Le particelle si animano. Lo spirito si stacca con un balzo dalla materia, che sempre lo tira giù, per immobilizzarlo. Creature minuscole s’agitano nei tiepidi oceani. Sempre più complesse diventano le piccolissime forme che racchiudono per un momento uno spirito ansioso di ricerca. Si avvicinano, si toccano, lo spirito comincia a creare l’amore. Si toccano, qualcosa passa. Muoiono, muoiono, muoiono senza fine. Chi saprà mai le procreazioni nei fiumi del nostro passato? Chi conterà i pesci danzanti sulle spiagge degli antichi mari? Chi udrà il battere mai udito di quella risacca? Chi piangerà i conigli delle pianure, le morbide maree del lemming? Muoiono, muoiono, muoiono ma hanno toccato qualcosa e qualcosa passa. Lo spirito balza via, crea incessantemente corpi nuovi, ricettacoli sempre più complessi che portino avanti lo spirito, lo passino, ingrandito, a coloro che seguono. I virus diventano batteri, diventano alghe, diventano felci. L’impeto dello spirito spezza la pietra, spinge in alto l’abete odoroso (…) l’anemone diventa calamaro, diventa pesce; lo scodinzolamento diventa nuoto, diventa strisciare; il pesce diventa lumaca, diventa lucertola; lo strisciare diventa cammino, diventa corsa, diventa volo. Le cose viventi si protendono l’una verso l’altra, lo spirito balza tra di loro. Il tropismo diventa fiuto, diventa fascino, diventa concupiscenza, diventa amore. Dalla lucertola alla volpe alla scimmia all’uomo, con uno sguardo, con una parola noi ci attiriamo, ci tocchiamo, moriamo, serviamo lo spirito senza saperlo, lo portiamo innanzi, lo tramandiamo. Sempre più alato, questo spirito, sempre più grandi i suoi balzi. Amiamo qualcuno che è molto lontano, qualcuno che è morto tanto tempo fa.

============

__Cosa fare__:
Nel brano sullo spirito e la materia, in che cosa diventano i virus? Le voci riportate qui non hanno alcun legame con il brano.

============

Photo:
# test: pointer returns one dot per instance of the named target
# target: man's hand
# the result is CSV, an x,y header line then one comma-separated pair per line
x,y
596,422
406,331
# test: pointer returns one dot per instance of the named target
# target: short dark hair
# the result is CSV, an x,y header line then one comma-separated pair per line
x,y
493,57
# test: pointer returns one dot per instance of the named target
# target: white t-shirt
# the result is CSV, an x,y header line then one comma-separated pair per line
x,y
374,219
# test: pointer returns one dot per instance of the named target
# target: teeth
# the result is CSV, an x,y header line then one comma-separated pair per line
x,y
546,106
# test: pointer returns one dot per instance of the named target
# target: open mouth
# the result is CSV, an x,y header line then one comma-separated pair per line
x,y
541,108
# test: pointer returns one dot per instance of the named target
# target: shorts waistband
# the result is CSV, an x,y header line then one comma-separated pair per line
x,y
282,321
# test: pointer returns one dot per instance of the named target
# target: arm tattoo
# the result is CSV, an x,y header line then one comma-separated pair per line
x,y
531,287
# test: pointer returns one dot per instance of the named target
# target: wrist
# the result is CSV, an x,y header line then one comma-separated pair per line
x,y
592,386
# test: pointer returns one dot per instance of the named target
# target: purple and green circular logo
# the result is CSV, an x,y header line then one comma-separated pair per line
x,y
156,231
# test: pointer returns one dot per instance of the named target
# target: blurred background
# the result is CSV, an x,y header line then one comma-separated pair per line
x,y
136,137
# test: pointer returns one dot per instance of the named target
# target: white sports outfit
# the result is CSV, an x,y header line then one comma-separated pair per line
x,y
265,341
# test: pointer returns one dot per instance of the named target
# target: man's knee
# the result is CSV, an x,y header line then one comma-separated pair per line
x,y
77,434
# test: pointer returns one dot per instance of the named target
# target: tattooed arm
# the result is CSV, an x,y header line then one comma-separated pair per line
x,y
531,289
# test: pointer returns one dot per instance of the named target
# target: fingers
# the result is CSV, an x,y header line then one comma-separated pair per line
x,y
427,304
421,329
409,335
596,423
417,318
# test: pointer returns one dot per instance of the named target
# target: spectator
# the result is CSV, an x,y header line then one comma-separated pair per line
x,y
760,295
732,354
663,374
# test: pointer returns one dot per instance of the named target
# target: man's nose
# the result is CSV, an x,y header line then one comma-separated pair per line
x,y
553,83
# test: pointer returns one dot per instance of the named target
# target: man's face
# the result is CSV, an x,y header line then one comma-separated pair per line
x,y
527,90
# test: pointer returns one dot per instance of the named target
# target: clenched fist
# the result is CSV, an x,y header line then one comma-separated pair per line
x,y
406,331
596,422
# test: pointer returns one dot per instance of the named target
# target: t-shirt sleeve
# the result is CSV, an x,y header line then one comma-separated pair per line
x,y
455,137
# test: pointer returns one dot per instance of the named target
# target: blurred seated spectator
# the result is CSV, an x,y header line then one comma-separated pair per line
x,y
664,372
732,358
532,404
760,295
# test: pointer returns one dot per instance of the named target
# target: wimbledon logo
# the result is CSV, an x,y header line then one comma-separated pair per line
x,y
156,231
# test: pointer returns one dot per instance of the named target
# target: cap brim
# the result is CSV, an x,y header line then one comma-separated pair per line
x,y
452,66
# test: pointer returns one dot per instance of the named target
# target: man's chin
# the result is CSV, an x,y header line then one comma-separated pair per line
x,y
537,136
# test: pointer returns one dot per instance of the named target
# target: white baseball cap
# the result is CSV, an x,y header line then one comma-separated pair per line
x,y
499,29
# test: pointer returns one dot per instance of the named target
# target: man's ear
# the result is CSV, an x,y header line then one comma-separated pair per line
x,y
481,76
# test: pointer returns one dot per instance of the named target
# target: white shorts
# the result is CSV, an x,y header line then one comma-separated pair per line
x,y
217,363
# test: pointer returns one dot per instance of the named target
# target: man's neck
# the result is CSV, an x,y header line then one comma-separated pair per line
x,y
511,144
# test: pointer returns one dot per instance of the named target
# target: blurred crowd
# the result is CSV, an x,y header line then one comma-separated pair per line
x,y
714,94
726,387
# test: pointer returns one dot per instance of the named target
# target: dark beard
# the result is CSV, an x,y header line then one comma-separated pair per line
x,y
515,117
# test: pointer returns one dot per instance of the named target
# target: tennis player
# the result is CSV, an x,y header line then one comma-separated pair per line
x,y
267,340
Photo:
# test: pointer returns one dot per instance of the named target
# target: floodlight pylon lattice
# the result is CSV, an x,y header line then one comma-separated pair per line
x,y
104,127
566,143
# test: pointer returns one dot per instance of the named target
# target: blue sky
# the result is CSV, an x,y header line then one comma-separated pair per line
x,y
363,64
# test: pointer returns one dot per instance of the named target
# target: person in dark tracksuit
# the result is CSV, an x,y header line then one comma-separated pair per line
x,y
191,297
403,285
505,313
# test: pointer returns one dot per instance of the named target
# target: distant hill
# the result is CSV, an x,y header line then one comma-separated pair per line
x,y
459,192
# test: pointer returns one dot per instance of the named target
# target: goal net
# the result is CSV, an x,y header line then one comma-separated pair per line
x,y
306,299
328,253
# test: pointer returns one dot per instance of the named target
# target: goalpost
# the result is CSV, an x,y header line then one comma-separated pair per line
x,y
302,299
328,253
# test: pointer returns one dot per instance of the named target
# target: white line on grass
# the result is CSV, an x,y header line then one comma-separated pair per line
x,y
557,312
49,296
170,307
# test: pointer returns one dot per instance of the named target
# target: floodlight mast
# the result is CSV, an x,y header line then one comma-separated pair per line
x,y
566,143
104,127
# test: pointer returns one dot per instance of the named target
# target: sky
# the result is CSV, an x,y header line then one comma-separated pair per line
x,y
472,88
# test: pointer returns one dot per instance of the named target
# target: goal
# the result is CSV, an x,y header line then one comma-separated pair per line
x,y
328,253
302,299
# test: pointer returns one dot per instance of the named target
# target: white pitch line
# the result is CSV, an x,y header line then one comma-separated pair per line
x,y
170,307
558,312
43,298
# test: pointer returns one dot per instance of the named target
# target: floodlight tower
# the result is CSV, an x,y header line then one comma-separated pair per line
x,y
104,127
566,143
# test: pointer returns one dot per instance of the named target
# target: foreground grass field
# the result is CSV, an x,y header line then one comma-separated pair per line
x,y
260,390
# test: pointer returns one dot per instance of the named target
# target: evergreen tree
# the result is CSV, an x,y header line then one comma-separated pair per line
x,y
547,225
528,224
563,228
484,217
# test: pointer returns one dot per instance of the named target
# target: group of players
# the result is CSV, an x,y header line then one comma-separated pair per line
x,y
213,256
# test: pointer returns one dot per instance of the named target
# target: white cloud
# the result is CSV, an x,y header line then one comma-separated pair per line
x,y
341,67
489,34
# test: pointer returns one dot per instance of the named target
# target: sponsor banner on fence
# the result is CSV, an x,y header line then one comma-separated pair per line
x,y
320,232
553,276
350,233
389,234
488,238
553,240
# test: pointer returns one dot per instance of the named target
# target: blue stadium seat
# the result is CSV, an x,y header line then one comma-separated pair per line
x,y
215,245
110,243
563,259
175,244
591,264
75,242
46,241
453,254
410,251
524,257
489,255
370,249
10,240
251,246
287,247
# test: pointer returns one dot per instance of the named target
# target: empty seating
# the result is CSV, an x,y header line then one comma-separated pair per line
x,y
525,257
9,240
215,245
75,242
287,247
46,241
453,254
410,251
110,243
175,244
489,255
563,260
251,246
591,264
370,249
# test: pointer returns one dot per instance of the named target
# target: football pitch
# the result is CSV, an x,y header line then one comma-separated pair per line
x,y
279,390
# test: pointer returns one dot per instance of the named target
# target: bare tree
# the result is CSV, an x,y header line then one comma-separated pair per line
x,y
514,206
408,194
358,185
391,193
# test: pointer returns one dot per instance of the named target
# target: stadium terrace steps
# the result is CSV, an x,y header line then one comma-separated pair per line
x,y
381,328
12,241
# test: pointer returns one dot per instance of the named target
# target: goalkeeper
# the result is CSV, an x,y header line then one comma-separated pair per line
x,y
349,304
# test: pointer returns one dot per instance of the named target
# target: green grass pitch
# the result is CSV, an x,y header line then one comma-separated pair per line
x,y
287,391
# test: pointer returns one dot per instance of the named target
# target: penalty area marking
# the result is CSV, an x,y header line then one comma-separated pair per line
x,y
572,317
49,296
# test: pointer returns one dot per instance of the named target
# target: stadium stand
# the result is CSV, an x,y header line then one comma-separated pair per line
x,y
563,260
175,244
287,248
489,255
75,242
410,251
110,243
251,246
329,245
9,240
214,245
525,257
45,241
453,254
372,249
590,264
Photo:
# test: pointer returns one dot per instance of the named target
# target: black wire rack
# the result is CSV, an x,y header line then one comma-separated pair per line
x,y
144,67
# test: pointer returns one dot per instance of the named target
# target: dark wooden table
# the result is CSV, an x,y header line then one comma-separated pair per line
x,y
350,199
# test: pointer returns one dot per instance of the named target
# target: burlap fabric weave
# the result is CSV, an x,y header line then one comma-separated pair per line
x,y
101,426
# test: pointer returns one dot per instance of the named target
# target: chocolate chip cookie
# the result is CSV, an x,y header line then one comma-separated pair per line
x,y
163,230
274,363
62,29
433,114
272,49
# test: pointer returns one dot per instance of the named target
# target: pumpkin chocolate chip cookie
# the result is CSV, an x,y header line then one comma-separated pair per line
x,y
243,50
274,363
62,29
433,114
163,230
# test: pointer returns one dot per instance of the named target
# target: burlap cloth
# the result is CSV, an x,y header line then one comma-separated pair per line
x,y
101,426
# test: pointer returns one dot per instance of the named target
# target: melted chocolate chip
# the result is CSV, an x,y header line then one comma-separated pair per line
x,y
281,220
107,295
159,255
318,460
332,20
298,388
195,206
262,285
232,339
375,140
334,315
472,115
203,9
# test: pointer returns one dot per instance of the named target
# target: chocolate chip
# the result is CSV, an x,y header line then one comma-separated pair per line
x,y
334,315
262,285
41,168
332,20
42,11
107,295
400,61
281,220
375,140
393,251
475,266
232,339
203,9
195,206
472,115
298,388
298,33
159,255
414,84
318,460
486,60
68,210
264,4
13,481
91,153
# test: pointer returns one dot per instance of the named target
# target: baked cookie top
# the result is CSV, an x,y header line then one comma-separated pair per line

============

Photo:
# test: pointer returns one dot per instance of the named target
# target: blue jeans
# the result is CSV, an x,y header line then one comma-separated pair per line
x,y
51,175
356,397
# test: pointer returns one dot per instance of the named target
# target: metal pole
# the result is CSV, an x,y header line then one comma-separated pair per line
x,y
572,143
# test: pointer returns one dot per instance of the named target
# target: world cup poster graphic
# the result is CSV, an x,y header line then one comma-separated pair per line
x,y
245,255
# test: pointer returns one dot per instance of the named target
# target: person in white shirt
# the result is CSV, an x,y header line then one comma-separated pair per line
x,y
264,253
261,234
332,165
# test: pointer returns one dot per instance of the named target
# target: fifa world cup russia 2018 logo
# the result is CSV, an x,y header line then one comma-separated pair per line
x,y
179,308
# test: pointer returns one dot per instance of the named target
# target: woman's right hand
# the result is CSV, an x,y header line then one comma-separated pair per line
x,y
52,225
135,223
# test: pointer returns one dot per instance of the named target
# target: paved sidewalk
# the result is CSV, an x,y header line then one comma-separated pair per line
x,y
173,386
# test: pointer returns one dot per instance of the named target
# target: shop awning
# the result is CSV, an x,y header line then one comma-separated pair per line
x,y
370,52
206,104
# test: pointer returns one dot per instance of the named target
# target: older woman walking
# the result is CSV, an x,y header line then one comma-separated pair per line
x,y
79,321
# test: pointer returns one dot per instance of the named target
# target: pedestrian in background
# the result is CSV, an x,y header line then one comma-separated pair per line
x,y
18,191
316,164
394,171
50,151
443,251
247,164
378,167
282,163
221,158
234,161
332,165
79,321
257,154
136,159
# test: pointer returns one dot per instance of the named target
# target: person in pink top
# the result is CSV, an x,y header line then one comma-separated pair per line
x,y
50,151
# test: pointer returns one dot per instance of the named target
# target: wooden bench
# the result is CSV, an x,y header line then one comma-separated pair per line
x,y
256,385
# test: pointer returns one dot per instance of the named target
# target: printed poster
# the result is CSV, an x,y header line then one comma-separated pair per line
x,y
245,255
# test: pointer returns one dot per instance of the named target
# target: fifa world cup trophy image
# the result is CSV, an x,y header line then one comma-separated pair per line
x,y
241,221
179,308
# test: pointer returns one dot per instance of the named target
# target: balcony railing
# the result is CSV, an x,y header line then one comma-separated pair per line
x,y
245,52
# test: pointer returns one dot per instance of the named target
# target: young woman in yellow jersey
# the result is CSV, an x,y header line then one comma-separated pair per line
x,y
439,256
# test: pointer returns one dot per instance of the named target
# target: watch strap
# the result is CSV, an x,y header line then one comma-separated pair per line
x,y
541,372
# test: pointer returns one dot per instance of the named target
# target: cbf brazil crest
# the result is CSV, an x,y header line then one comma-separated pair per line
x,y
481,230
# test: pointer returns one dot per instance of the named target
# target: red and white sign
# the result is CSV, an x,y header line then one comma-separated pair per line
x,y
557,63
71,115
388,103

============

__Risposta qui sotto__:
In batteri, poi in alghe e infine in felci.